§ TASK DESCRIPTION
In the material below, copy out the stretch from the line containing "For the photo above, indicate every instance of the beach" through the line containing "column 454, row 275", changing "lake water" to "river water" and leaving everything else the same. Give only those lines.

--- begin ---

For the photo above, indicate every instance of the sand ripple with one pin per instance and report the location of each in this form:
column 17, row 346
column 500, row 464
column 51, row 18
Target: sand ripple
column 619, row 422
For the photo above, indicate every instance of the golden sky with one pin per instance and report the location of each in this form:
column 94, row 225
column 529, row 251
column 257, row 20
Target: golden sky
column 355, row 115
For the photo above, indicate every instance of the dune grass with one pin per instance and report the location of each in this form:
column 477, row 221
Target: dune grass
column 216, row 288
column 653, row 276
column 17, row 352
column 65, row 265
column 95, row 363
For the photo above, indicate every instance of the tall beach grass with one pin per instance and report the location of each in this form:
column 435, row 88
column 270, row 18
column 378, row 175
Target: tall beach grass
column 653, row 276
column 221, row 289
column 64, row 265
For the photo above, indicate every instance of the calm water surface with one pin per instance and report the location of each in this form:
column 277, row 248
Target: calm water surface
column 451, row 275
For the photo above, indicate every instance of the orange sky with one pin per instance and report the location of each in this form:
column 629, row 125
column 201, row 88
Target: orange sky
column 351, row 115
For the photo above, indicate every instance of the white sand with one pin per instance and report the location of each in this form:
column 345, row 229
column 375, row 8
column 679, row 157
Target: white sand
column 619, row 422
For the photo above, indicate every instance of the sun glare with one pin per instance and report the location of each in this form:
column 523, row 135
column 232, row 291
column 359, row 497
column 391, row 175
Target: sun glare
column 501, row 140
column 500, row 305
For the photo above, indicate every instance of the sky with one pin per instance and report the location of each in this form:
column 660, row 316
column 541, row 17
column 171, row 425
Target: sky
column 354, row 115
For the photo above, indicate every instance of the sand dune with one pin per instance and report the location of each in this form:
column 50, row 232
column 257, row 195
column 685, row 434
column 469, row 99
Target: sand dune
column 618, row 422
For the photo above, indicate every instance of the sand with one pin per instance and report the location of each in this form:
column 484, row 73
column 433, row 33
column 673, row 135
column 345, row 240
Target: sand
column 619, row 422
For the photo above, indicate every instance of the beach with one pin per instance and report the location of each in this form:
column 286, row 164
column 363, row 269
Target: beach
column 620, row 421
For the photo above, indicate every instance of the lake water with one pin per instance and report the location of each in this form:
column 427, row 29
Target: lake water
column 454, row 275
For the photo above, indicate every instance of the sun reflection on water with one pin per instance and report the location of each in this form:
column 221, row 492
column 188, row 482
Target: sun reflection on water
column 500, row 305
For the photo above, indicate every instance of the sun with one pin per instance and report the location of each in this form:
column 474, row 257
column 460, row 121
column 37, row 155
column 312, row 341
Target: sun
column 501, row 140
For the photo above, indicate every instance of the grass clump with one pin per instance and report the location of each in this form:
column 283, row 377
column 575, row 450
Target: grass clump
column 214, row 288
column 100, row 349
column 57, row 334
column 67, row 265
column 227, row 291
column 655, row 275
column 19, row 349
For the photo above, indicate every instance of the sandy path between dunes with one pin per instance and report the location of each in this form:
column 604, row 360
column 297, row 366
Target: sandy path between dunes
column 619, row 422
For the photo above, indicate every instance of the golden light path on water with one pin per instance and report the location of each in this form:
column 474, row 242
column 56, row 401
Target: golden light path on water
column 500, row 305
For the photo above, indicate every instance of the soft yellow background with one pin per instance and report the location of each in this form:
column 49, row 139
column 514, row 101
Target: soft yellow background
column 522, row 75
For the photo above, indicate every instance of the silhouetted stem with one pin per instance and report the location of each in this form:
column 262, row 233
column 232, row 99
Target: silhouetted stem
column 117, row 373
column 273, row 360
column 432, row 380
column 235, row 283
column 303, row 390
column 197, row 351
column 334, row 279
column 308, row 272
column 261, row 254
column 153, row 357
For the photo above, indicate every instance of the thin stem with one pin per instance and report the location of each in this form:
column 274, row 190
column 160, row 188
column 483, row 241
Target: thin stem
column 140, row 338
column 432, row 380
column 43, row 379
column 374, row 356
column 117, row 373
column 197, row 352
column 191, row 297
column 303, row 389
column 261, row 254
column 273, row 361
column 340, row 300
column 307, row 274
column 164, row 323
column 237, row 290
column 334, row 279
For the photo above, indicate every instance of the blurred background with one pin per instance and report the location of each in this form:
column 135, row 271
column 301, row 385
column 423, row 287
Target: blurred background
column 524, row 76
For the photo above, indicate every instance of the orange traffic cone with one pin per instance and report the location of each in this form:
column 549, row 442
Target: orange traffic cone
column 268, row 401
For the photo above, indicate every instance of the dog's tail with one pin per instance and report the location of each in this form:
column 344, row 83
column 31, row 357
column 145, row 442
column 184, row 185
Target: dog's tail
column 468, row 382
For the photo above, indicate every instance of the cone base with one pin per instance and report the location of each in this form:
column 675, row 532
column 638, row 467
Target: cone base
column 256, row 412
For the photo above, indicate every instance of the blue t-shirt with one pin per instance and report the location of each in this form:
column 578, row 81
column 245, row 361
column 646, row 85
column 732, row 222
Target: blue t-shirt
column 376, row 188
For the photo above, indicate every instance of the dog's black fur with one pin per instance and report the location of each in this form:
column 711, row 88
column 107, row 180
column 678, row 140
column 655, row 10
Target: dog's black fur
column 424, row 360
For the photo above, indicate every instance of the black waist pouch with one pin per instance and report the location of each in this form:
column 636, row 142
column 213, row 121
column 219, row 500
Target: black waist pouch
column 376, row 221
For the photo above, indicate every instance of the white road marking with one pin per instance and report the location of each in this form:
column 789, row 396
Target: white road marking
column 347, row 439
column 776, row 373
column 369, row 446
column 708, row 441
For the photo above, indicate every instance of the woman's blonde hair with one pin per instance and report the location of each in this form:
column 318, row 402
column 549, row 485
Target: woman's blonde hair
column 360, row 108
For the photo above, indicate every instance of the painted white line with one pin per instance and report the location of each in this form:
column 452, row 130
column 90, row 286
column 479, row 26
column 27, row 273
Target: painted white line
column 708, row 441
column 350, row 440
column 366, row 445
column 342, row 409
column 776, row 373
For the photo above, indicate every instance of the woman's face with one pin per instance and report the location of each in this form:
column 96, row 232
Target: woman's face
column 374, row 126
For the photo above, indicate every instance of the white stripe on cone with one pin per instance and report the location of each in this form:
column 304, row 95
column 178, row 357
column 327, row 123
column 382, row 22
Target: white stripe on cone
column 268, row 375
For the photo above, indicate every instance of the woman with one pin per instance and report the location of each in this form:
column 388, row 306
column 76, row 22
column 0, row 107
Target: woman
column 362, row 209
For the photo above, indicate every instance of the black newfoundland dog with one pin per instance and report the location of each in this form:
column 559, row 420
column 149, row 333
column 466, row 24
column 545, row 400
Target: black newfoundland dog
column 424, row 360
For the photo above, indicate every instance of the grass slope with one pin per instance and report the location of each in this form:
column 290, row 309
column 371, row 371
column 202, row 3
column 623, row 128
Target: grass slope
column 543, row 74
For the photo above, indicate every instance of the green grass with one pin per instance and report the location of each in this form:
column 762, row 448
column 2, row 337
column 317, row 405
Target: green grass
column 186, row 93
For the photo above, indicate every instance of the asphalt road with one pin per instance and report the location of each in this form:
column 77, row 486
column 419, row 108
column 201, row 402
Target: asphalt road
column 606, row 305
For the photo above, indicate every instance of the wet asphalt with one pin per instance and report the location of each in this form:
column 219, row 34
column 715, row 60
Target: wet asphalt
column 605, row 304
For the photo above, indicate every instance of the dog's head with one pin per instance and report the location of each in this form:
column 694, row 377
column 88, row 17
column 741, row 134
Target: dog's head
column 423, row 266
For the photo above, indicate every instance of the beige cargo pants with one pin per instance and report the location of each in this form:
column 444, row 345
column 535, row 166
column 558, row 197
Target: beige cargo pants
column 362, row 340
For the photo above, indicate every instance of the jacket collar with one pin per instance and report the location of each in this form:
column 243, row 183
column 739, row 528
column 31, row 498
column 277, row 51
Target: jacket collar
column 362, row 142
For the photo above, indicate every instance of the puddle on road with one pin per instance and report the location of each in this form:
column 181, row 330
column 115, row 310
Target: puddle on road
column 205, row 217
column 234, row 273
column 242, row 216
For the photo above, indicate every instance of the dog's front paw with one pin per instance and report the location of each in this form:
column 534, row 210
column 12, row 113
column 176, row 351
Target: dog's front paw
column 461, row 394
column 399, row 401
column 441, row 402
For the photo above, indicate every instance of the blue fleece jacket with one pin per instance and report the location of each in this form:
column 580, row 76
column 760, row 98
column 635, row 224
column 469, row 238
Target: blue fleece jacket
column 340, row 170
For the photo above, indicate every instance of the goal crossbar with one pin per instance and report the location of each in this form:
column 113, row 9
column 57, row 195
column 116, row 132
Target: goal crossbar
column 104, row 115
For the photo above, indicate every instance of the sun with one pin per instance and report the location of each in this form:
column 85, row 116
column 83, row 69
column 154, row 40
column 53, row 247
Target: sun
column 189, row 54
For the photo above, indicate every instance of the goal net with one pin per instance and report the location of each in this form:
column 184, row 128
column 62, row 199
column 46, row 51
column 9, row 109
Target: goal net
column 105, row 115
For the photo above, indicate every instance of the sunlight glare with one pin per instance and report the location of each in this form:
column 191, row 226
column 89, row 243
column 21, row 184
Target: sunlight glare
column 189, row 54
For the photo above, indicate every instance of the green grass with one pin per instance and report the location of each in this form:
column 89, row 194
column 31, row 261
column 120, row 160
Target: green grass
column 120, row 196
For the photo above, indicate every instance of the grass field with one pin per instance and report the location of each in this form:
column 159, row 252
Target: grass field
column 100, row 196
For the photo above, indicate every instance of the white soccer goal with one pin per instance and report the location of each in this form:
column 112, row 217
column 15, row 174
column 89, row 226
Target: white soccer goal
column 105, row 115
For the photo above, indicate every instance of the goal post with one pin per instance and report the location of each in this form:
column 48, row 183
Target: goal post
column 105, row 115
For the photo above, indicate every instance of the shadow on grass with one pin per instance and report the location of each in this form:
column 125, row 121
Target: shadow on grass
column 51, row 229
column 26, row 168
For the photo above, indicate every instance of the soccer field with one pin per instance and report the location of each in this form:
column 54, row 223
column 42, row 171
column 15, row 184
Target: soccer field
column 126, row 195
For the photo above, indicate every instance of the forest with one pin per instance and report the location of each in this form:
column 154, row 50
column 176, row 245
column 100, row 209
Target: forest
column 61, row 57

--- end ---

§ TASK ANSWER
For the photo above, indicate every instance of the beach with one pin per instance and report the location of each in this form:
column 286, row 164
column 363, row 269
Target: beach
column 620, row 421
For the photo above, indicate every instance of the river water with one pin per instance and report the location of each in this form:
column 427, row 29
Target: river water
column 454, row 275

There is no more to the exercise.